(Beginning of Given data)

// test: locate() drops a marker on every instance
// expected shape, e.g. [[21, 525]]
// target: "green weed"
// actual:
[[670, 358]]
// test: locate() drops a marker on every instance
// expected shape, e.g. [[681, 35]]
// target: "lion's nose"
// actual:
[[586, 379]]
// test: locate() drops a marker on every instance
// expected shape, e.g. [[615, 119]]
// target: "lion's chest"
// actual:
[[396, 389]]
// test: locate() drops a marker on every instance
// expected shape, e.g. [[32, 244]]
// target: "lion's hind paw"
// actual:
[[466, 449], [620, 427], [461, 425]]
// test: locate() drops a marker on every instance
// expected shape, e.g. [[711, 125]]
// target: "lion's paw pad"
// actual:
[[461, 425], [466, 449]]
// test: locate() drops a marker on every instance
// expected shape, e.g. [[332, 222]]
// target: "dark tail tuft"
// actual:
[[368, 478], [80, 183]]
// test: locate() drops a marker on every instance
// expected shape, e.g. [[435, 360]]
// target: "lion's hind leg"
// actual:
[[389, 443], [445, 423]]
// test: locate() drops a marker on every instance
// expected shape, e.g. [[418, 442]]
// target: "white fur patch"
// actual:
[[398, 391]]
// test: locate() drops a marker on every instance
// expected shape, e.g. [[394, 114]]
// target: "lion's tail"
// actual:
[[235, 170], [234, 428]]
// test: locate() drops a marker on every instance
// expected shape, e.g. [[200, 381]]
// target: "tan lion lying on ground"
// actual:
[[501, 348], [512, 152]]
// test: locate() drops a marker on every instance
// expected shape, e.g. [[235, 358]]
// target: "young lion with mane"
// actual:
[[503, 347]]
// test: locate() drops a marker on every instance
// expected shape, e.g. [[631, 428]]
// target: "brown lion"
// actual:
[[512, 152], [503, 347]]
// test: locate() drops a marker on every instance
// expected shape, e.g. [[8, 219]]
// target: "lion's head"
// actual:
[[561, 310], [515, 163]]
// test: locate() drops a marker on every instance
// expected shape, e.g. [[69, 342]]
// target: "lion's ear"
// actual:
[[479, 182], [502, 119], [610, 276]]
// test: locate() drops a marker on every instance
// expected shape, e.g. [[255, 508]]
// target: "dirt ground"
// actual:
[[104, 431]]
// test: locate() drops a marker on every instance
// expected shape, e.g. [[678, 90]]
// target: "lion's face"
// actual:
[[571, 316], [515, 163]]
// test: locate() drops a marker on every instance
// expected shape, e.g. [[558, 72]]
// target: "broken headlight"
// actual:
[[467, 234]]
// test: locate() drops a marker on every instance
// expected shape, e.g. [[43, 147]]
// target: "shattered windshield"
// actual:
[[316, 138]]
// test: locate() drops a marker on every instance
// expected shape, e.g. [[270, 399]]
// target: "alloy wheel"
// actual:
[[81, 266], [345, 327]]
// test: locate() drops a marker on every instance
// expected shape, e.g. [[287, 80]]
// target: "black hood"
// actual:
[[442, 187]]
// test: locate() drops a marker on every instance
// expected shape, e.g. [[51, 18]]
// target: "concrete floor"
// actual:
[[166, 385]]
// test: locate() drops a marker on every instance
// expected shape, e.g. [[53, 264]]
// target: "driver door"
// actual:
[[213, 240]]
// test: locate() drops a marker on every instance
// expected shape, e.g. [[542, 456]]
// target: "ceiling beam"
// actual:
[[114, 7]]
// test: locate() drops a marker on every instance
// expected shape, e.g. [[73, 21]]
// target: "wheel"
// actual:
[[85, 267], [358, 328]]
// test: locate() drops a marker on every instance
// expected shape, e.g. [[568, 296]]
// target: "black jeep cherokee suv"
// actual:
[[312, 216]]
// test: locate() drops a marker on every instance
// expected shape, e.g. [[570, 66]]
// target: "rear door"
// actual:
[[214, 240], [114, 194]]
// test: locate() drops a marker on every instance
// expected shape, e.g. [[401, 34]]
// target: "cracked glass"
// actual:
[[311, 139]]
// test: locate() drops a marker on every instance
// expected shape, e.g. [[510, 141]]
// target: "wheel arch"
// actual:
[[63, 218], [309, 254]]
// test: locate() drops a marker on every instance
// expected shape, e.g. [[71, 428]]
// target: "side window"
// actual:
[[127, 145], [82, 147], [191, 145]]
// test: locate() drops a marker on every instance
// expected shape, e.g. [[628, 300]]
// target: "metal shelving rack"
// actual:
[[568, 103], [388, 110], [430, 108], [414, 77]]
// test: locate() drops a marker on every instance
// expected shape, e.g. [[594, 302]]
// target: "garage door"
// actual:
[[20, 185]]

(End of Given data)

• Problem statement:
The answer should contain every line of the data, unchanged.

• Your solution:
// test: locate() drops a marker on every instance
// expected shape, e.g. [[21, 525]]
// target: "green weed"
// actual:
[[670, 358]]
// test: locate() drops a marker on every instance
// expected shape, e.g. [[681, 35]]
// target: "lion's nose"
// actual:
[[586, 379]]
// test: locate() drops a marker on every instance
// expected shape, e.g. [[615, 119]]
// target: "lion's chest"
// actual:
[[396, 389]]
// test: locate() drops a marker on every instance
// expected shape, e.g. [[32, 244]]
// target: "lion's hind paw"
// actual:
[[466, 449], [620, 427], [461, 425]]
// test: locate() drops a marker on every instance
// expected shape, e.g. [[711, 125]]
// target: "lion's paw pad"
// actual:
[[461, 425], [466, 449]]
// test: locate() drops a marker on every instance
// expected shape, e.g. [[332, 222]]
// target: "dark tail tuft"
// actual:
[[368, 478], [80, 183]]
// test: locate() drops a marker on every instance
// expected shape, e.g. [[435, 360]]
// target: "lion's hind leg"
// actual:
[[389, 443], [445, 423]]
// test: locate() drops a marker on every instance
// expected shape, e.g. [[418, 442]]
// target: "white fur patch"
// actual:
[[398, 391]]
// test: locate() drops a marker on every instance
// expected shape, e.g. [[394, 114]]
// target: "lion's tail"
// actual:
[[235, 170], [234, 428]]
// test: locate() drops a marker on every instance
// expected shape, e.g. [[200, 381]]
// target: "tan lion lying on ground"
// actual:
[[501, 348], [512, 152]]
// test: locate() drops a marker on every instance
// expected shape, e.g. [[235, 358]]
// target: "young lion with mane"
// actual:
[[503, 347]]
// test: locate() drops a marker on every instance
// expected shape, e.g. [[631, 428]]
// target: "brown lion"
// actual:
[[512, 152], [503, 347]]
// test: locate() drops a marker on every instance
// expected shape, e.g. [[8, 219]]
// target: "lion's head"
// actual:
[[561, 310], [515, 163]]
// test: locate() drops a marker on every instance
// expected shape, e.g. [[69, 342]]
// target: "lion's ear"
// actual:
[[479, 182], [502, 119], [610, 276]]
// test: locate() drops a marker on every instance
// expected shape, e.g. [[255, 508]]
// target: "dirt ground"
// actual:
[[104, 431]]
// test: locate() drops a marker on every instance
// expected shape, e.g. [[678, 90]]
// target: "lion's face"
// actual:
[[571, 316], [515, 163]]
// test: locate() drops a marker on every instance
// expected shape, e.g. [[558, 72]]
// target: "broken headlight"
// actual:
[[467, 234]]
// test: locate() drops a marker on every instance
// expected shape, e.g. [[43, 147]]
// target: "shattered windshield"
// actual:
[[316, 138]]
// test: locate() drops a marker on every instance
// expected shape, e.g. [[270, 399]]
// target: "alloy wheel"
// actual:
[[81, 266], [345, 327]]
// test: locate() drops a marker on every instance
// expected shape, e.g. [[287, 80]]
// target: "black hood"
// actual:
[[442, 187]]
// test: locate() drops a marker on every instance
// expected shape, e.g. [[51, 18]]
// target: "concrete floor"
// actual:
[[166, 385]]
// test: locate() drops a marker on every instance
// expected shape, e.g. [[53, 264]]
// target: "driver door"
// actual:
[[213, 240]]
// test: locate() drops a marker on every instance
// expected shape, e.g. [[542, 456]]
// target: "ceiling beam"
// actual:
[[114, 7]]
// test: locate() drops a marker on every instance
// expected shape, e.g. [[73, 21]]
// target: "wheel"
// actual:
[[85, 267], [358, 328]]
// test: locate() drops a marker on every instance
// expected shape, e.g. [[568, 296]]
// target: "black jeep cherokee suv"
// actual:
[[312, 216]]
// test: locate() drops a marker on every instance
// expected shape, e.g. [[570, 66]]
// target: "rear door"
// actual:
[[214, 240], [114, 194]]
// test: locate() drops a marker on every instance
// expected shape, e.g. [[401, 34]]
// target: "cracked glass"
// actual:
[[311, 139]]
// test: locate() drops a marker on every instance
// expected shape, e.g. [[510, 141]]
// target: "wheel arch"
// actual:
[[63, 218], [309, 254]]
// test: locate() drops a marker on every instance
// expected shape, e.g. [[71, 428]]
// target: "side window"
// actual:
[[127, 145], [82, 147], [191, 145]]
// test: locate() drops a marker on every instance
// expected shape, e.g. [[628, 300]]
// target: "metal shelving rack"
// actual:
[[568, 103], [388, 110], [430, 108], [414, 77]]
// test: locate() drops a marker on every instance
// expected shape, e.g. [[594, 302]]
// target: "garage door"
// actual:
[[20, 185]]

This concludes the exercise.